(DOCUMENT SEGMENT Opens)

Brennan noted that the Tour of the Gila needs additional funding in order to take the next step. He and Geels have sought advice from the Economic Development and Chamber of Commerce in Silver City.
“We are trying to identify where we can go to find a title sponsor,” Brennan said. “They are really helping us out to try to find sponsors for
the race. We are working on a list of companies and other ideas of where we can go for the funding.”
“We have talked to the state of New Mexico, the current governor and the democratic candidate for governor about our race,” he added. “But our state is much like other states and they don’t have the funding. Our race is a weeklong event and can be marketed as a place to come and visit. That is how I am trying to present it to the New Mexico Tourism department. The state is not really involved, if they had the money they would put in the money to the Tour of the Gila. We need to go other directions.”
The US lost several key UCI events in recent years due to the economic downturn including the Tour de Georgia, Tour of Missouri and the Tour de New York. It was recently announce that the nation had gained the UCI 2.1 Quiznos Pro Challenge to be held in Colorado next August.
“We need more stage races,” Brennan said. “We need to find other stage races and support them otherwise we don’t have the racing terrain and atmosphere to prepare our racers for racing internationally. I think we do a great job and we need to continue that.”

Worlds also on Sicilian’s horizon
Fresh from a solid third place at the Vuelta a Burgos, Vincenzo Nibali (Liquigas-Doimo) is steadily working towards his major objective of the second half of the season, the Vuelta a España.
"I want to ride as strongly there as I did at the Giro, but I won't say any more than that out of superstition," Nibali told La Gazzetta dello Sport. "I'll ride as leader, with the same attitude as ever but with greater responsibility. I'd like to leave my mark in Spain."
Nibali has clearly grown in confidence this season and he credits his podium finish at the Giro d'Italia for this transformation. "It gave me a lot of belief," he said. "It was my revenge on those people who didn't believe in me in the past. And there were a lot of them."
Before returning to the Iberian peninsula, Nibali will ride three races on Italian roads, the Coppa Agostoni, Tre Valli Varesine and the Trofeo Melinda. As well as building condition for the Vuelta, he hopes to avail of the opportunity to force his way into Paolo Bettini's plans for the Italian team at the World Championships.
"I haven't had the chance to speak with Bettini yet, but it will happen during the next races. He knows me well. He'll explain the route to me and tell me what he has in mind. Then it'll be down to me to ride well," Nibali said.
"[Late Italian manager Franco] Ballerini had been in Melbourne and spoke of a route that wasn't as easy as it seemed, and I think Bettini has the same idea."
Nibali believes that his display at the Giro in support of Ivan Basso demonstrates his capacity to ride for a leader, as he would be required to do in Melbourne. He also noted that Basso might not have enjoyed such support had Franco Pellizotti ridden the Giro as planned. Pellizotti showed irregularities in his biological passport before the race and was pulled from the Liquigas line-up and replaced by Nibali.
"Between Basso and me there's a different rapport than between Basso and Pellizotti. They're the same age, whereas I'm younger," said Nibali. "I often followed Basso's instructions, while Pellizotti would have started as a leader. It would have been a different Giro."
In any case, Nibali has few regrets about forgoing the Tour, where he was 7th in 2009, in favour of the Giro. However, he did note his contemporary Andy Schleck's improvement in the race this year, commenting "I would have liked to have compared myself against him, but we'll see in 2011 instead."

(DOCUMENT SEGMENT Closes)
(LISTED ENTRIES Opens)

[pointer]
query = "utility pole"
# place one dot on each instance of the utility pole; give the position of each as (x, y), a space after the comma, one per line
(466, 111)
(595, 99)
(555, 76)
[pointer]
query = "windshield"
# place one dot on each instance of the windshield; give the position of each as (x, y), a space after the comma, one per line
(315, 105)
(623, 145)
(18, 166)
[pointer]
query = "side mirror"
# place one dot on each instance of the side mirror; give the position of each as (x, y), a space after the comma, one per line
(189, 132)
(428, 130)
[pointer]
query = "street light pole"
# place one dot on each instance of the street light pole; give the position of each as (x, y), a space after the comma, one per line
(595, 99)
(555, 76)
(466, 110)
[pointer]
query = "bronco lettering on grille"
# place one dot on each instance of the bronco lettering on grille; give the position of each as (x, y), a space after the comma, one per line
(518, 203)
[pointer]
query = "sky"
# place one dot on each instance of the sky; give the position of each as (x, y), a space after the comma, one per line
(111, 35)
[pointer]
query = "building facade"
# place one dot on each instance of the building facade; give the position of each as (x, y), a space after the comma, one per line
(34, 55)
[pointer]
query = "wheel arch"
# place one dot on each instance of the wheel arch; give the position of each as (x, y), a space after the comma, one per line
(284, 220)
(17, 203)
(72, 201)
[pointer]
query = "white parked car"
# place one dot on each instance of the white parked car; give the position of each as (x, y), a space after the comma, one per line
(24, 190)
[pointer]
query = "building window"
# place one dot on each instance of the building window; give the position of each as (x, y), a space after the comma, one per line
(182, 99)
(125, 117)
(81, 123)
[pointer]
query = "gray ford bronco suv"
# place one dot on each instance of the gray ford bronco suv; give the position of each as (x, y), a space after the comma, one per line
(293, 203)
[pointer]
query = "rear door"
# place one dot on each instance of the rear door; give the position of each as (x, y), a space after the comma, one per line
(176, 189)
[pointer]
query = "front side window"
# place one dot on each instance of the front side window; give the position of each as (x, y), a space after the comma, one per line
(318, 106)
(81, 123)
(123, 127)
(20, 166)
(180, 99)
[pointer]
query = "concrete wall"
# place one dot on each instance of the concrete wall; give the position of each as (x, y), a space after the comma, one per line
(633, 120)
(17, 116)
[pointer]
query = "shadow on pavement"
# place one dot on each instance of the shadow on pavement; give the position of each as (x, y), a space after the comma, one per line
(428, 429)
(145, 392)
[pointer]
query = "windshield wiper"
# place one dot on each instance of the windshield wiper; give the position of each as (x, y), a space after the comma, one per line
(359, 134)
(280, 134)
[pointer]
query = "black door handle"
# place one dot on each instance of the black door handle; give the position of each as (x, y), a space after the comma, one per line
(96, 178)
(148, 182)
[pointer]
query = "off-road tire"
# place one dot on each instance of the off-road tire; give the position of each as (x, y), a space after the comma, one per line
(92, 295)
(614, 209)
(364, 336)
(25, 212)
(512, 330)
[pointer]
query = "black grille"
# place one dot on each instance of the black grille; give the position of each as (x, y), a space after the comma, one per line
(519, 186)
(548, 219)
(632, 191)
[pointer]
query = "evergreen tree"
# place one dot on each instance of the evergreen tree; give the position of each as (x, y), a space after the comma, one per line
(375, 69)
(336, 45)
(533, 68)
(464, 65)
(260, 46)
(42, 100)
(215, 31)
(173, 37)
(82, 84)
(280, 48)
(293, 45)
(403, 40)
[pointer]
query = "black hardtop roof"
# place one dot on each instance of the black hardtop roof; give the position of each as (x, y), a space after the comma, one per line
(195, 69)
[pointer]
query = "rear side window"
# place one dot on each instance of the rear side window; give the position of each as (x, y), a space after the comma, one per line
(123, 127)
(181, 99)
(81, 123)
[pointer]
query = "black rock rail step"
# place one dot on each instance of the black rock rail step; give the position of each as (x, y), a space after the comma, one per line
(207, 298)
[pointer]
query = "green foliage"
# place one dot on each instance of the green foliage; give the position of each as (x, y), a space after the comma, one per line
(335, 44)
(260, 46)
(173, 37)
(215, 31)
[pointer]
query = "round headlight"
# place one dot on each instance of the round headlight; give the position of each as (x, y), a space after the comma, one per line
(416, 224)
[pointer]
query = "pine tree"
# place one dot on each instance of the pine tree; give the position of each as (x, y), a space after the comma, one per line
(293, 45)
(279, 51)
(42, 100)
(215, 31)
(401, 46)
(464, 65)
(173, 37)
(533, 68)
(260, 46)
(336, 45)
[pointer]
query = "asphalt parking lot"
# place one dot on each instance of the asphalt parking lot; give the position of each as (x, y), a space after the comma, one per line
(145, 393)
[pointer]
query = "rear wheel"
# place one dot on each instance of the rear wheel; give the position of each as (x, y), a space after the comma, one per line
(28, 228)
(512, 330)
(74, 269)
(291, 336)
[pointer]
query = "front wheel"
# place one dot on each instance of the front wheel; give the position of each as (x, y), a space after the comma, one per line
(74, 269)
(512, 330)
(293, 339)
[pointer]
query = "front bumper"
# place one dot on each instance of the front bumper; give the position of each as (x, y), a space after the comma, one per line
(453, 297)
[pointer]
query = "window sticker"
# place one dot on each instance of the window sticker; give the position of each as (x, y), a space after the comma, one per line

(LISTED ENTRIES Closes)

» YOUR OBJECTIVE
Quote the cycling news article word for word, from "Nibali believes that" up to and including "replaced by Nibali.". The records come from a separate source.

» FINISHED EXERCISE
Nibali believes that his display at the Giro in support of Ivan Basso demonstrates his capacity to ride for a leader, as he would be required to do in Melbourne. He also noted that Basso might not have enjoyed such support had Franco Pellizotti ridden the Giro as planned. Pellizotti showed irregularities in his biological passport before the race and was pulled from the Liquigas line-up and replaced by Nibali.